_Work to do_. Extract verbatim every line from the one containing "of the purple" to the final line of the records below, inclusive, and exclude all pictures.

## start Records provided

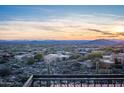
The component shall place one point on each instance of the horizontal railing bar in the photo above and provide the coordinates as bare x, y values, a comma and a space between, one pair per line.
81, 76
78, 79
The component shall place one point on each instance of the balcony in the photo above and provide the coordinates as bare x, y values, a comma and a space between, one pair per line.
98, 80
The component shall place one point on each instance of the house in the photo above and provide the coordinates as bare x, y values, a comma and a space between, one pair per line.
55, 57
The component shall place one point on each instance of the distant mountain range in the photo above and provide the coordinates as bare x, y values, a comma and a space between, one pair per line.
100, 42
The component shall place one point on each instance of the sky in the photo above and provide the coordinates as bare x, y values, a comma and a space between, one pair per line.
57, 22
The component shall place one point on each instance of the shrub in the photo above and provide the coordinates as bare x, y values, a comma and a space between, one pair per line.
38, 57
30, 61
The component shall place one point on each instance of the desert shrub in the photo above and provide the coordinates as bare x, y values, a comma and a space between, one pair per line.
38, 57
30, 61
74, 56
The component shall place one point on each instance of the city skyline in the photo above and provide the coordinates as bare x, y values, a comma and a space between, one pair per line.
61, 22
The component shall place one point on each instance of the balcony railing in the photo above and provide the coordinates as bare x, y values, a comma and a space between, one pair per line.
98, 80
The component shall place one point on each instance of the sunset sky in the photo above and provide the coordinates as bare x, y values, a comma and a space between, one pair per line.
61, 22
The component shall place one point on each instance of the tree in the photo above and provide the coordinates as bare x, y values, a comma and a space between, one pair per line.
38, 57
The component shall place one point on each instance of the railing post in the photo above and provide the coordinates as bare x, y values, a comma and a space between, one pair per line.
28, 82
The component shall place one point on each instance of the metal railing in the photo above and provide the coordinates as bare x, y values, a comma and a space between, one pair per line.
98, 80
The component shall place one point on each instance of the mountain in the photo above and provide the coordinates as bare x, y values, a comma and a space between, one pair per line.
43, 41
102, 42
98, 42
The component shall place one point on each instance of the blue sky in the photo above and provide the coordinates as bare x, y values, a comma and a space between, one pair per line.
8, 12
61, 22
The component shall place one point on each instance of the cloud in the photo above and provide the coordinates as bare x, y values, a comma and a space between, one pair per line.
100, 31
70, 26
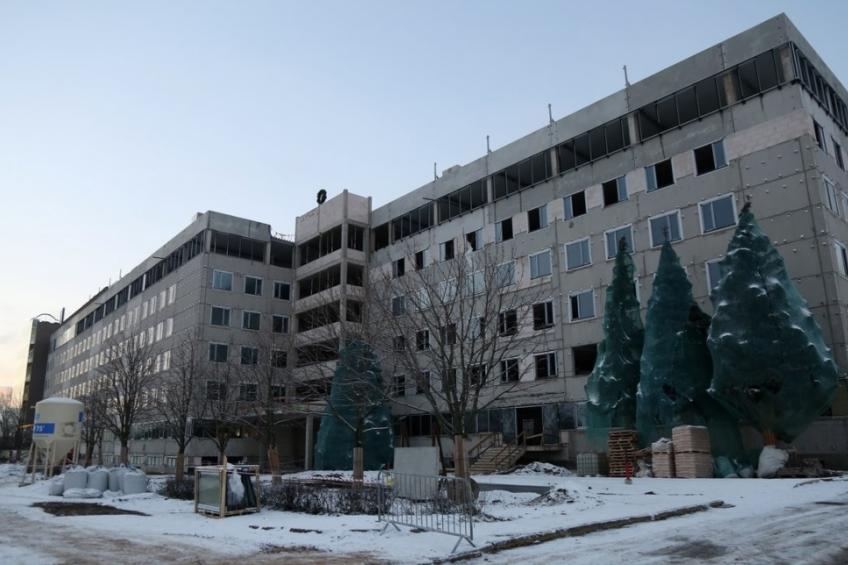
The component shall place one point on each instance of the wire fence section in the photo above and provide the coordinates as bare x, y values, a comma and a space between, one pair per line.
428, 502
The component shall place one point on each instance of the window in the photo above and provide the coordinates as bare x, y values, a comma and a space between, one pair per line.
837, 152
398, 305
279, 360
422, 386
841, 258
830, 199
280, 324
577, 254
398, 268
249, 355
820, 140
503, 230
545, 365
659, 175
446, 250
222, 280
218, 352
220, 316
509, 370
665, 227
709, 158
282, 290
250, 320
507, 323
713, 274
505, 274
615, 191
582, 305
584, 358
540, 264
614, 237
543, 315
537, 218
247, 392
399, 388
475, 239
448, 334
422, 340
575, 205
718, 213
253, 285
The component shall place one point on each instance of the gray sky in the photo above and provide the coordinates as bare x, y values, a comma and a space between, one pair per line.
118, 121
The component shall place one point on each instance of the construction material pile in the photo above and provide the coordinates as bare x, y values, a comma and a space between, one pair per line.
92, 482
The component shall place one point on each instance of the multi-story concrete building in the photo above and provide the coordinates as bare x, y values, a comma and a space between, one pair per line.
758, 117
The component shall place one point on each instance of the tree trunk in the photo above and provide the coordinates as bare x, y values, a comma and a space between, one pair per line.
358, 464
460, 468
179, 471
274, 464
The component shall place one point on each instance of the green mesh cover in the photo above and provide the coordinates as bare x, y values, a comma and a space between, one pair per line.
356, 414
771, 367
611, 388
676, 366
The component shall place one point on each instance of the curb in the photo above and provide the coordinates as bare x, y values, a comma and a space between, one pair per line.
576, 531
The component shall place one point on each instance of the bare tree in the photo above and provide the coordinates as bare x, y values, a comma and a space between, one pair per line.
458, 328
128, 376
94, 424
10, 420
183, 395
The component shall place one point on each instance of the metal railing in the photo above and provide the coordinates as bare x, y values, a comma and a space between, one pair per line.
428, 502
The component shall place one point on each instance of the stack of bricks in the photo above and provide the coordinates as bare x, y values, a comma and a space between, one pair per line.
662, 459
620, 447
692, 455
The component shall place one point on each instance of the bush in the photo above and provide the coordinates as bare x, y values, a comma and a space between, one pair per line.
322, 497
183, 490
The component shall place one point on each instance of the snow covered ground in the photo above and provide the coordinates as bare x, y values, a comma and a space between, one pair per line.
173, 532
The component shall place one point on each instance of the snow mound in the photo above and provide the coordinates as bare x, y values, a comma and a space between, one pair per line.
537, 467
557, 495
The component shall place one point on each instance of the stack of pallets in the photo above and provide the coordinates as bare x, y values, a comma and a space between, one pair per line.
662, 459
692, 455
620, 447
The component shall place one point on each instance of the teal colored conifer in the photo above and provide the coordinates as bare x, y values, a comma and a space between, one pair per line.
356, 415
771, 367
611, 388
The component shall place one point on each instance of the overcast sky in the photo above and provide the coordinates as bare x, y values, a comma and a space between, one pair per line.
119, 121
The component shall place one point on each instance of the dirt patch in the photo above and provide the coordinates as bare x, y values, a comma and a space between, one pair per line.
688, 549
83, 509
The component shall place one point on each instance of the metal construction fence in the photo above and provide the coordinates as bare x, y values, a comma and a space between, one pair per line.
428, 502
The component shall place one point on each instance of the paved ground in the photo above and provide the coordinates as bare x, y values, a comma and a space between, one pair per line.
813, 533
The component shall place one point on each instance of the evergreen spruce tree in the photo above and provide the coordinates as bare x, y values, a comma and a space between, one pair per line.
356, 414
676, 366
770, 364
611, 388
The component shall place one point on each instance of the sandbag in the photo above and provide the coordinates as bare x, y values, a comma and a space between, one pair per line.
56, 487
116, 475
134, 483
82, 493
772, 460
98, 479
76, 479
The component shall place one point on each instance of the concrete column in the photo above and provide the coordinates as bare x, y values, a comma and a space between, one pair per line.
308, 449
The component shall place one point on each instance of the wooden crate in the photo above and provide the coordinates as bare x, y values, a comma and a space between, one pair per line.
691, 438
620, 447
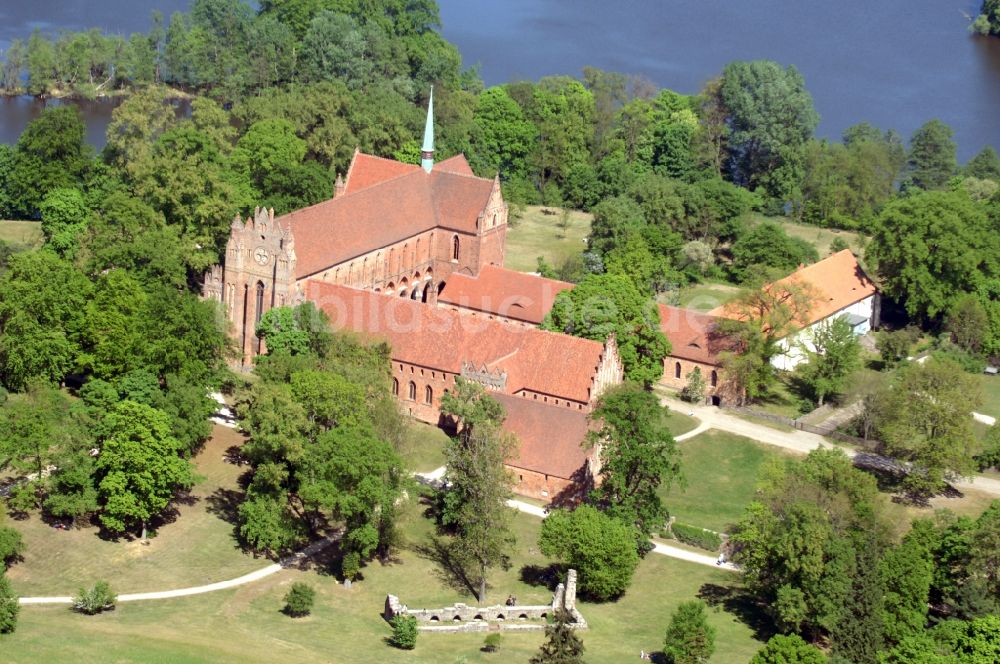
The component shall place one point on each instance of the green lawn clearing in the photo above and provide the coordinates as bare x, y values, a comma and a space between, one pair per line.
423, 447
821, 238
245, 624
990, 386
679, 423
700, 297
721, 471
538, 233
24, 233
196, 545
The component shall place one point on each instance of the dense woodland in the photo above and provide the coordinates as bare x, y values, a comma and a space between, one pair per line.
104, 344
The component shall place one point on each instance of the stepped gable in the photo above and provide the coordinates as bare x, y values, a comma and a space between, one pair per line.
691, 334
444, 339
551, 437
834, 283
504, 292
382, 214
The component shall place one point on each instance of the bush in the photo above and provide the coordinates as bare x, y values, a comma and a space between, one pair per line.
97, 599
602, 549
9, 607
969, 362
404, 632
695, 536
11, 545
492, 642
690, 639
299, 600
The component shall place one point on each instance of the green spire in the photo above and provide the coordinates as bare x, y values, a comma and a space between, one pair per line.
427, 150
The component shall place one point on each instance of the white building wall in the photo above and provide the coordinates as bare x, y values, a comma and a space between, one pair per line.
791, 346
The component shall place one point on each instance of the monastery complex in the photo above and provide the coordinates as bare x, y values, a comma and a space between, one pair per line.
413, 255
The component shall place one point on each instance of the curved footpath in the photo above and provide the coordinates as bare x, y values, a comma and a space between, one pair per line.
288, 561
796, 440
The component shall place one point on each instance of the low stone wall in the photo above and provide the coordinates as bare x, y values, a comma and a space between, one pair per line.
464, 618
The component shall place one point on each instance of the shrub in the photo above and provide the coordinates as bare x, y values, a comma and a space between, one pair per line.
11, 545
9, 607
690, 639
492, 642
602, 549
97, 599
695, 536
299, 600
404, 632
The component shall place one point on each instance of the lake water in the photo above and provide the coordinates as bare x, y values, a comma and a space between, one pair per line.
893, 63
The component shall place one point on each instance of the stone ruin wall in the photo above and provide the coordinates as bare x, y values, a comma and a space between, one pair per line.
464, 618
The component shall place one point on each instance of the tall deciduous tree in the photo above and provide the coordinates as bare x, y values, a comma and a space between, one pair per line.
798, 543
770, 117
690, 639
476, 501
606, 304
834, 355
932, 155
790, 649
638, 457
925, 420
601, 548
930, 247
562, 645
42, 318
140, 467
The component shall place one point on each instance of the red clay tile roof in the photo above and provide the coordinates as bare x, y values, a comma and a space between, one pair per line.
550, 436
834, 283
517, 295
368, 170
439, 338
457, 165
383, 212
690, 334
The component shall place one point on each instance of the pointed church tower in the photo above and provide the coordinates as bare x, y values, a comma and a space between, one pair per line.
427, 150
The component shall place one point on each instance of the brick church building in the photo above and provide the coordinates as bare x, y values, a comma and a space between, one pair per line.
413, 255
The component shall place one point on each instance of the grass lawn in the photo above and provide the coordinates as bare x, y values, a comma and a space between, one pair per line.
679, 423
25, 233
538, 234
423, 447
721, 470
700, 297
816, 236
194, 546
246, 625
990, 386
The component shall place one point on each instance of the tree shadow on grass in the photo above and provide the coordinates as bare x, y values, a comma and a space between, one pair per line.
449, 568
545, 576
740, 603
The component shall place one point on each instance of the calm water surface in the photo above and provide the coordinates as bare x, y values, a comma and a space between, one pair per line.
894, 63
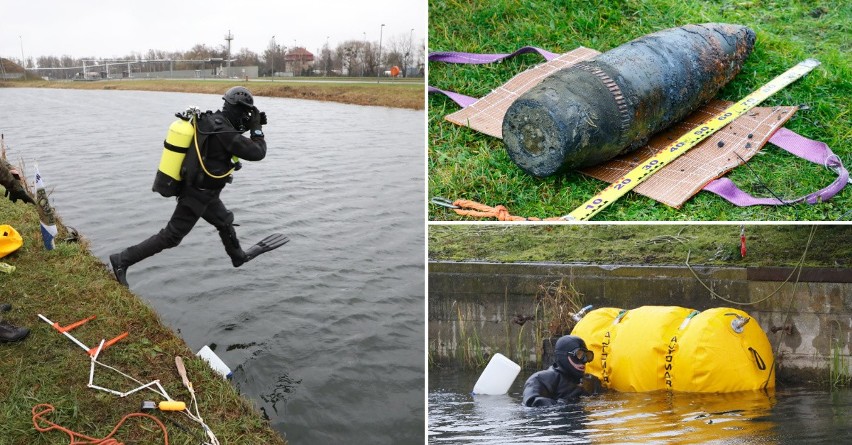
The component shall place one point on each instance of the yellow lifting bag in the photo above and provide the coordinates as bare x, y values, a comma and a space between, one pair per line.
723, 350
10, 240
669, 347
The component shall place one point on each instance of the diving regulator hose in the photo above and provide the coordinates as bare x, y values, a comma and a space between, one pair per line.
193, 115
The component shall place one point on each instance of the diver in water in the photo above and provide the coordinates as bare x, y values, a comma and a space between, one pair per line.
206, 168
566, 379
11, 181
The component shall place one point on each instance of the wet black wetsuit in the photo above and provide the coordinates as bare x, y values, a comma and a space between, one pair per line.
548, 387
199, 198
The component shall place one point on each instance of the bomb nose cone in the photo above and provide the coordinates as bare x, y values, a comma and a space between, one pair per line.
595, 110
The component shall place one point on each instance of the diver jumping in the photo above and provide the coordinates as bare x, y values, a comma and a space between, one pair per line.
202, 151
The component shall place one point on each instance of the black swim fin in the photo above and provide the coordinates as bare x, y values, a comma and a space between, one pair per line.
271, 242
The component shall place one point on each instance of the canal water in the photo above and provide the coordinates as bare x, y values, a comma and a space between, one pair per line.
326, 334
784, 416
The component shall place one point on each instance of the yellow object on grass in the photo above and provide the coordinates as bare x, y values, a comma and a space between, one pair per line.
10, 240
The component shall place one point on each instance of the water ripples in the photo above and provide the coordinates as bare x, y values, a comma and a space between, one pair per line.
325, 334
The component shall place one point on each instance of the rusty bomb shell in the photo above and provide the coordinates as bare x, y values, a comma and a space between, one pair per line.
598, 109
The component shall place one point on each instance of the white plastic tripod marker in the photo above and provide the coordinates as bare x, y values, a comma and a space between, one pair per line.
94, 360
214, 361
78, 342
497, 376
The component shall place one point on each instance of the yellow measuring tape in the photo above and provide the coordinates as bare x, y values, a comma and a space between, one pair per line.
634, 177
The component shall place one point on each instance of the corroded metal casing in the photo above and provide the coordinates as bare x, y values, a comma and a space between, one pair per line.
595, 110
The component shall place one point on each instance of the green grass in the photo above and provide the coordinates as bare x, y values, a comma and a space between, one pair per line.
464, 164
668, 244
69, 284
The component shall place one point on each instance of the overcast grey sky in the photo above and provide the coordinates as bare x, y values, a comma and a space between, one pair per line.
106, 29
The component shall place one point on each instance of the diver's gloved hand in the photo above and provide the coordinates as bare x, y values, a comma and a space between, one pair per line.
543, 401
15, 195
255, 123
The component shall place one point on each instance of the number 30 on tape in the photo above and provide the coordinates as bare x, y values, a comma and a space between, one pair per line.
640, 173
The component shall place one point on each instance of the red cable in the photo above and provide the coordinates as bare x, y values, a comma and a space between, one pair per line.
44, 409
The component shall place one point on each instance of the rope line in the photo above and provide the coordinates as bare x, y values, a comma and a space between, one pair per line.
798, 267
43, 409
479, 210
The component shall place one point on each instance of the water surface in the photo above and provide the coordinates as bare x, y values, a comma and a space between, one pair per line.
784, 416
326, 334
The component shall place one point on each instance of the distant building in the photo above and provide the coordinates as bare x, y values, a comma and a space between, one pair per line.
298, 60
10, 70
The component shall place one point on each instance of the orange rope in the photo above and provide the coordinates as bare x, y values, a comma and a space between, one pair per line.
44, 409
500, 212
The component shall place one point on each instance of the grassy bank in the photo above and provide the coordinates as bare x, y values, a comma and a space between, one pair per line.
389, 93
716, 245
464, 164
69, 284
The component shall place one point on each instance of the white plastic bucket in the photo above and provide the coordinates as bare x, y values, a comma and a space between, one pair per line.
215, 362
497, 376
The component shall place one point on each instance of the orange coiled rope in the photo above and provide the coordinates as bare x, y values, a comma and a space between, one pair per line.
44, 409
478, 210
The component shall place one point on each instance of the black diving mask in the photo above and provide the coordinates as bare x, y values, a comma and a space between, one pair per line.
582, 355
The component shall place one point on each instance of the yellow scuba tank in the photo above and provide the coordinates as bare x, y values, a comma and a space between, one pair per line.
178, 140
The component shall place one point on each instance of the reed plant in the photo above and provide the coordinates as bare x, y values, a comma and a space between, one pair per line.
555, 305
838, 367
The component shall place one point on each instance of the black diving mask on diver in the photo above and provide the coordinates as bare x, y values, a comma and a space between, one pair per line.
582, 355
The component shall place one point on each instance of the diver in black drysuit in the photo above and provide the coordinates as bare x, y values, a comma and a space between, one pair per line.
219, 137
565, 380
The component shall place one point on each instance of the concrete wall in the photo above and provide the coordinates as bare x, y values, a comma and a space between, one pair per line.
472, 306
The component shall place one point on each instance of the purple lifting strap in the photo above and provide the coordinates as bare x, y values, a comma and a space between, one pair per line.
476, 59
814, 151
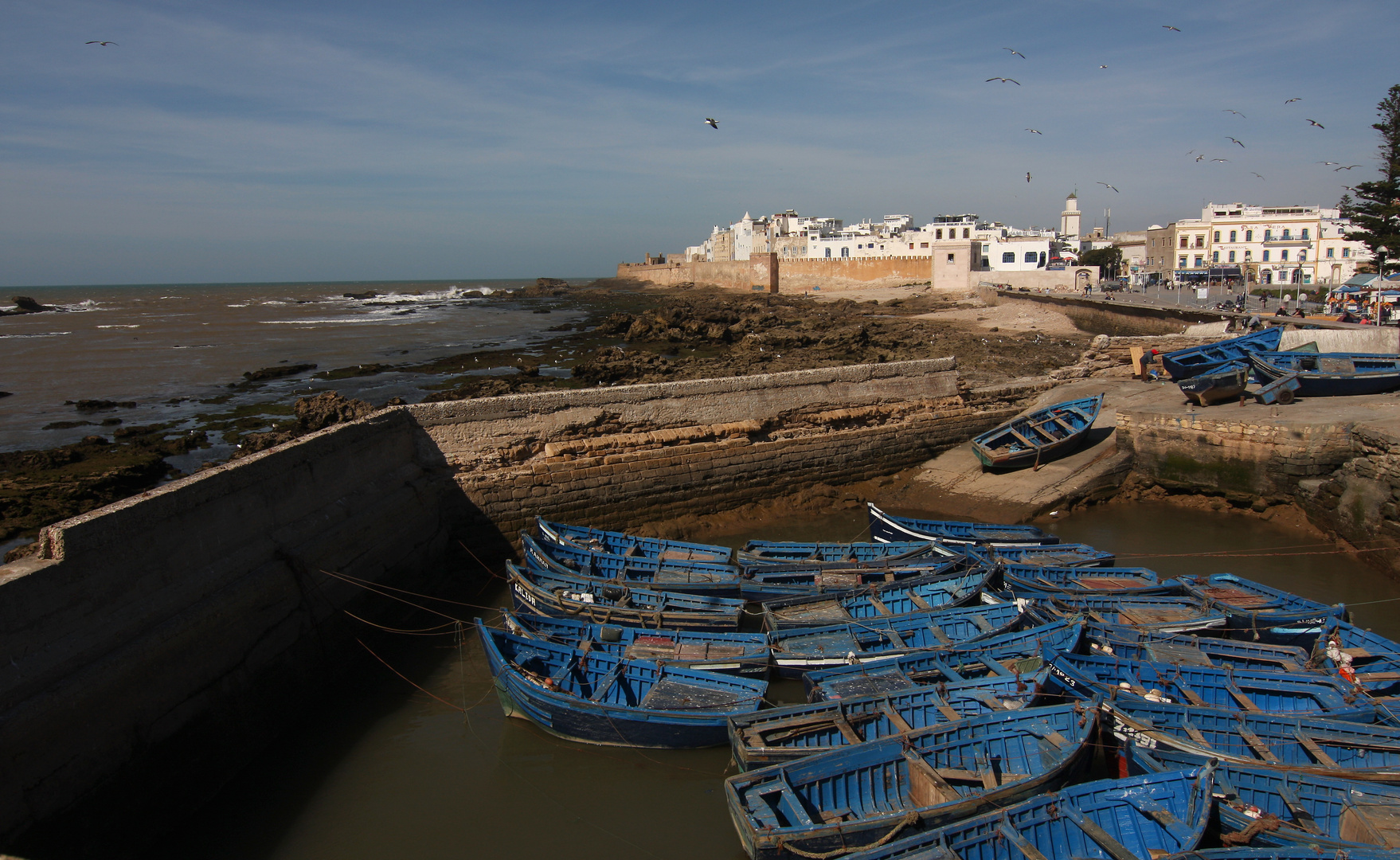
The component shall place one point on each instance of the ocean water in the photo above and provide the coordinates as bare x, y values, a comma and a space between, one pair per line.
156, 343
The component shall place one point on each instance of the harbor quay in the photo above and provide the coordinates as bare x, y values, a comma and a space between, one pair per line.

## end Records provided

_Result_.
The component shall place one point on each instance of the purple lifting strap in the photo above and provide the coordinates as bare x, y values, a comma and a space between, one pair per line.
476, 59
814, 151
The component shall place one point on each instance of the ocean water in the photo above and provide the coordinates as bare x, y values, a comma and a space between, one pair per line.
156, 343
The component shall place one point on each instance of the harbor quay in the photo above and provide the coordinates as bare x, y values, a comma and a space between, one pair per line.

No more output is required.